* _TEXT SHOWN_
-- start --
The Western Railroad Stone Arch Bridges and Chester Factory Village Depot is a National Historic Landmark District extending through parts of the towns of Chester, Middlefield, and Becket, Massachusetts.  It encompasses a section of the historic Western Railroad railbed, two stone bridges constructed in the 1840s under the direction of George Washington Whistler, and the c. 1862 railroad depot in the village of Chester Factory, which served the railroad as an important logistics point for the difficult crossing of The Berkshires to the west.  The section of railroad was the most expensive the company had to build, costing over $1 million in 1840.  A hiking trail providing viewing points to the lower seven bridges was opened in 2004.  All of the bridges are viewable via whitewater-appropriate watercraft from the river.

These properties were designated a National Historic Landmark in 2021, in recognition of its importance in the development of railroad technologies.  The graded crossing of the hills between Chester and the New York state line was an engineering challenge on a scale that had not previously been attempted by railroad engineers, and its success proved the ability of railroads to traverse steep grades using just friction.  The railroad was also the first inter-regional railroad, connecting the network of eastern New England to that of upstate New York.  The Chester Factory depot was an important stopping point for the railroad, where additional engines were added to westbound trains prior to traversing the steeper grades to the west.
-- end --
* _RECORD EXTRACTS_
-- start --
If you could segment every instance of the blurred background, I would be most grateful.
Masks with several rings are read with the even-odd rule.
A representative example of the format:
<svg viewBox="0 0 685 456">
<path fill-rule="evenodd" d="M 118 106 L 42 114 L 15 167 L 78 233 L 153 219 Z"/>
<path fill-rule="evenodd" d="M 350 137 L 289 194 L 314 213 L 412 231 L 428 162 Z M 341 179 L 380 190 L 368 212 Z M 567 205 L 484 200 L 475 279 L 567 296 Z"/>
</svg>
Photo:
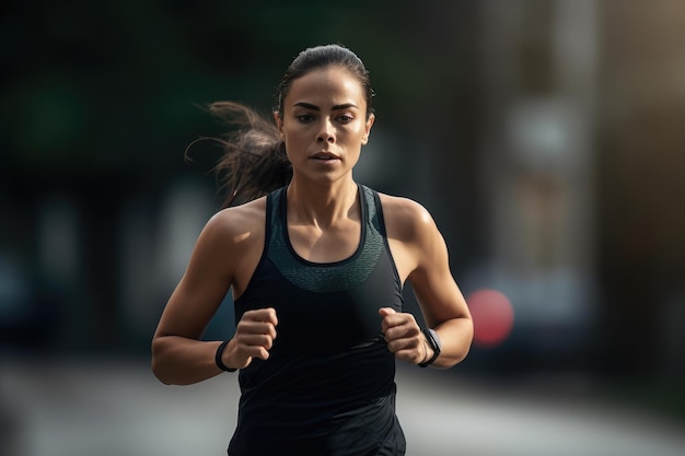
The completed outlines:
<svg viewBox="0 0 685 456">
<path fill-rule="evenodd" d="M 685 453 L 684 31 L 677 0 L 3 2 L 0 454 L 225 454 L 235 377 L 149 370 L 222 202 L 184 152 L 328 43 L 378 93 L 358 180 L 431 211 L 474 313 L 462 364 L 398 366 L 408 455 Z"/>
</svg>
-- end --
* _WHAT IS REQUIRED_
Reproduce word for word the part of the Western Railroad text that begins with the words "The Western Railroad" and ends with "from the river.". This material was drawn from a separate source.

* _REPLY_
The Western Railroad Stone Arch Bridges and Chester Factory Village Depot is a National Historic Landmark District extending through parts of the towns of Chester, Middlefield, and Becket, Massachusetts.  It encompasses a section of the historic Western Railroad railbed, two stone bridges constructed in the 1840s under the direction of George Washington Whistler, and the c. 1862 railroad depot in the village of Chester Factory, which served the railroad as an important logistics point for the difficult crossing of The Berkshires to the west.  The section of railroad was the most expensive the company had to build, costing over $1 million in 1840.  A hiking trail providing viewing points to the lower seven bridges was opened in 2004.  All of the bridges are viewable via whitewater-appropriate watercraft from the river.